### Problem requirements
From the first line to the last, return the data exactly, with no pictures.

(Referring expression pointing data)
+++

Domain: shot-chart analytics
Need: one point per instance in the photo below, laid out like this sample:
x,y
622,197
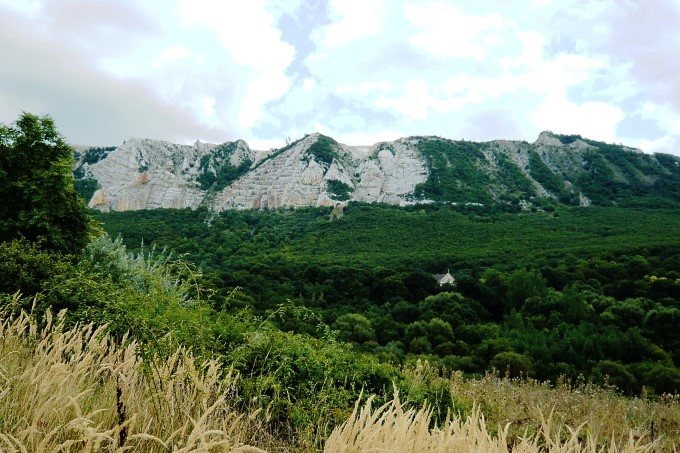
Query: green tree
x,y
355,328
512,363
37,198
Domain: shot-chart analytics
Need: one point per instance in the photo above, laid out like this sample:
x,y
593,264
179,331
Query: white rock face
x,y
148,174
293,180
391,173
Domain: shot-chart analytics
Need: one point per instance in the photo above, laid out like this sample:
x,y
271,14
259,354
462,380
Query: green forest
x,y
298,315
574,292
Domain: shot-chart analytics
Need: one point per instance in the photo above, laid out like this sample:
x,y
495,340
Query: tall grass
x,y
77,390
391,428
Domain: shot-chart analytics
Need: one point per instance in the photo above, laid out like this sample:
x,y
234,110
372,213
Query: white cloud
x,y
171,54
596,120
364,68
351,20
447,31
248,32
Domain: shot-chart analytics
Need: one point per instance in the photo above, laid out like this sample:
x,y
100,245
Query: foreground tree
x,y
37,199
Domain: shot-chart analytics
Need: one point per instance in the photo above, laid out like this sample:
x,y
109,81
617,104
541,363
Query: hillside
x,y
318,171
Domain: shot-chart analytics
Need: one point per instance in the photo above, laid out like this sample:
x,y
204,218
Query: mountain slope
x,y
318,171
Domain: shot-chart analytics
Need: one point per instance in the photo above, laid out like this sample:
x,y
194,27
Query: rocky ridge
x,y
318,171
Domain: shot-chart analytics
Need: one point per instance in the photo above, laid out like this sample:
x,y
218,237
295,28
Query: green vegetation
x,y
338,190
313,315
85,186
543,175
93,155
454,172
37,198
525,300
323,150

+++

### Solved exercise
Domain: shot-chart analytics
Need: one point per instance in the photo below, laid out like this sample:
x,y
622,197
Query: green tree
x,y
355,328
512,363
37,198
Domain: shot-chart analytics
Need: one point per instance in the photo above, laid out like this sample:
x,y
593,264
179,331
Query: white rock face
x,y
148,174
293,180
391,173
Domain: shot-chart analytics
Need: one point per instance in the photo above, laid out like this sample:
x,y
271,14
259,354
462,380
Query: green forest
x,y
298,315
574,292
Domain: shot-chart analytics
Need: one point per instance in the photo above, laid out like this sample:
x,y
495,340
Query: tall grass
x,y
77,390
391,428
Domain: shot-chart analytics
Need: one point per instance in the photo above, laid out like this sample:
x,y
234,110
372,213
Query: white cloud
x,y
171,54
596,120
364,68
351,20
447,31
248,32
Domain: shot-chart analytics
Need: one point per instance in the photo above, laid out like this sample:
x,y
100,245
Query: foreground tree
x,y
37,199
Domain: shot-chart analytics
Need: one point per instance in the photo above, laid out like this sample:
x,y
109,81
617,104
541,363
Query: hillside
x,y
318,171
Domain: shot-chart analytics
Need: one point per instance in the photo above, laid out like this sample:
x,y
204,218
Query: mountain slope
x,y
318,171
Domain: shot-chart analytics
Need: one point per instance in the photo above, laid out like this sample:
x,y
194,27
Query: rocky ridge
x,y
318,171
Domain: shot-chart analytics
Need: one point per instance in the photo above, laid out like this sample:
x,y
218,237
295,28
Query: green vegetation
x,y
338,190
313,315
85,186
543,175
93,155
454,172
37,198
525,300
323,150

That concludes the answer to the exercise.